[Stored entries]
※

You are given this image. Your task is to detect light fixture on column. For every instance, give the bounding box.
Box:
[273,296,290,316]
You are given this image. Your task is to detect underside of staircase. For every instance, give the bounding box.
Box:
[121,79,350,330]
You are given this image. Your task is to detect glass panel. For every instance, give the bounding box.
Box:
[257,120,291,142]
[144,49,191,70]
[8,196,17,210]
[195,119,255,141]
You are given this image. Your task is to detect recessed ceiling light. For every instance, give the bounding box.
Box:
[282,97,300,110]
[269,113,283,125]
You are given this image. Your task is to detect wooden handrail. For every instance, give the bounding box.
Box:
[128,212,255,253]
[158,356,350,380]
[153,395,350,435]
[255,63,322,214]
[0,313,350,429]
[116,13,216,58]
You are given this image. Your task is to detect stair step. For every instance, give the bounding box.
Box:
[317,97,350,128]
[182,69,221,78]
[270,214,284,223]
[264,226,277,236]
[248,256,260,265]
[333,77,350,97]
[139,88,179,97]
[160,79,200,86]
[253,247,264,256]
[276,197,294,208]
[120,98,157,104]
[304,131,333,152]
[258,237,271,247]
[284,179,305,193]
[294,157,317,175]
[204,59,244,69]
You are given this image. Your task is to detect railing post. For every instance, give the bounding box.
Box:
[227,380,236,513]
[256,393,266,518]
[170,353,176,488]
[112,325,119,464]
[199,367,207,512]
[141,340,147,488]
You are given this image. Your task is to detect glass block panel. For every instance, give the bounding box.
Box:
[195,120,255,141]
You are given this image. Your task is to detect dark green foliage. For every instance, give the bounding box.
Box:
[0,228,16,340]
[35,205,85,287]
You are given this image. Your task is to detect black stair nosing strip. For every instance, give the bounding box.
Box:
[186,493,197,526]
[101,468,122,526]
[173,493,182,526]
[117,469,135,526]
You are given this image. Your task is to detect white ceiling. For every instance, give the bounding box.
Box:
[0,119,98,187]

※

Copy out all of the data above, replacing "wooden handrail" with "timber handrail" and keeping everything else the same.

You are given this image. Your task is to detect light fixture on column. For every instance, give the bounding box.
Box:
[273,296,290,316]
You are given this image. Your task is to detect underside of staircase. For every instance, give the bounding box.
Box:
[121,79,350,330]
You are given this image. Your task is to detect glass panel. For every instance, give the bounding box.
Box:
[257,120,291,142]
[144,49,191,70]
[8,196,17,210]
[195,119,255,141]
You are given this image. Your task is to detect recessed ceiling light. For every instance, give the bounding box.
Box:
[282,97,300,110]
[269,113,283,125]
You are given this image. Your task is to detect timber handrail. For every instance, give the bounding box.
Box:
[128,212,255,253]
[158,356,350,380]
[153,395,350,435]
[255,63,322,214]
[0,313,350,429]
[116,13,216,58]
You are given this image. Your task is to detect stair step. For every instance, give the bounding box.
Box:
[317,97,350,128]
[182,69,221,78]
[270,214,284,223]
[264,226,277,236]
[248,256,260,265]
[333,77,350,97]
[139,88,179,97]
[160,79,200,86]
[253,247,264,256]
[276,197,294,208]
[120,98,157,104]
[304,131,333,152]
[258,237,271,247]
[284,179,305,193]
[294,157,317,175]
[204,59,244,69]
You are given this image. Your task is to detect railing post. For every instance, give the bounding box.
Box:
[227,380,236,513]
[256,393,266,518]
[170,353,176,488]
[112,325,119,464]
[199,367,207,512]
[141,340,147,488]
You are given this image. Your task is to detect glass block panel. For every instance, give the bounding box.
Box:
[195,120,255,141]
You are given this image. Your task is to detect dark green foliage. For every instance, give the bounding box.
Box:
[0,228,16,340]
[35,205,85,287]
You are given this image. Your task is to detect black stair nosing strip. For every instance, give the bounding box.
Box:
[186,493,197,526]
[101,468,122,526]
[173,493,182,526]
[117,469,135,526]
You are given this image. Your task is to detect white ceiling. For every instance, give the bounding box.
Box:
[0,119,98,187]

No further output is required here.